__WHAT IS BEING ASKED__
Carry on the commit log below, picking up right after its final sentence.

Avoids the postgres-js JSONB double-encode trap (CLAUDE.md memory): pass
the object directly to executeRaw, no JSON.stringify, no ::jsonb cast.

All 5 pass against pgvector/pgvector:pg16 on port 5435. Combined v0.28
test sweep: 116/116 across 11 files.

Co-Authored-By: Claude Opus 4.7 (1M context) <noreply@anthropic.com>

* v0.28 e2e: chunker takes-strip integration test (Codex P0 #3 verification)

test/e2e/chunker-takes-strip.test.ts — verifies the chunker actually
strips fenced takes content end-to-end through the import pipeline.
This is the Codex P0 #3 fix's verification path: takes content lives
ONLY in the takes table for retrieval, never duplicated in
content_chunks where the per-token MCP allow-list cannot reach.

5 cases:
- chunkText (unit) output never contains TAKES_FENCE_BEGIN/END markers
- chunkText output never contains fenced claim text
- chunkText output retains non-fence prose (no over-stripping)
- importFromContent end-to-end: imported page has chunks but none
  contain fenced content
- takes_fence_chunk_leak doctor invariant: zero rows globally where
  chunk_text matches `<!--- gbrain:takes:%`

Final v0.28 test sweep:
  121 pass, 0 fail, 336 expect() calls, 12 files
  Coverage: schema migrations, engine methods (PGLite + Postgres),
  takes-fence parser, page-lock, extract phase, takes CLI engine
  surface, model config 6-tier resolver, MCP+auth allow-list,
  think pipeline (gather + sanitize + cite-render + synthesize),
  auto-think + drift + budget meter, JSONB end-to-end, chunker
  strip integration. ~95% of v0.28 surface area covered.

Co-Authored-By: Claude Opus 4.7 (1M context) <noreply@anthropic.com>

* fix CI: apply-migrations skippedFuture arrays + http-transport SQL mock

Two CI failures from PR #563:

test/apply-migrations.test.ts (2 fails) — `buildPlan` tests assert exact
skippedFuture arrays at fixed installed-version stamps. Adding v0.28.0 to
the migration registry means it shows up in skippedFuture when the test
runs at installed=0.11.1 / installed=0.12.0. Append '0.28.0' to both
hardcoded arrays.

Items from a dataset:
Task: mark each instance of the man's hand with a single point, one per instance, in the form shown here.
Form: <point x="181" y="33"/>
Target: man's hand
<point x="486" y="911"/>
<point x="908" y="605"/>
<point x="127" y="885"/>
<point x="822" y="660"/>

__REPLY TO THE TASK__
test/http-transport.test.ts (8 fails) — the FakeEngine mock string-prefix
matches `SELECT id, name FROM access_tokens` to return a row. v0.28's
validateToken now selects `SELECT id, name, permissions FROM access_tokens`
to read the per-token takes_holders allow-list. Mock returned [] on the
new query → validateToken treated every token as invalid → 401.

Fix: mock now matches both query shapes. validTokens row gets a default
`{takes_holders: ['world']}` permission injected when caller didn't
supply one (mirrors the migration v33 column DEFAULT). Updated
FakeEngineConfig type to allow tests to pass explicit permissions.

Verification:
  bun test test/apply-migrations.test.ts → 18/18 pass
  bun test test/http-transport.test.ts   → 24/24 pass
  bun run typecheck                       → clean

Co-Authored-By: Claude Opus 4.7 (1M context) <noreply@anthropic.com>

* fix CI: add scope annotations to v0.28 ops (takes_list/takes_search/think)

test/oauth.test.ts enforces an invariant from master's v0.26 OAuth landing:
every Operation must have `scope: 'read' | 'write' | 'admin'`, and any op
flagged `mutating: true` must be 'write' or 'admin'. My v0.28 ops were added
before master shipped v0.26 + the new invariant; the merge surfaced the gap.

Annotations:
- takes_list   → read
- takes_search → read
- think        → write (mutating: true; --save persists synthesis page)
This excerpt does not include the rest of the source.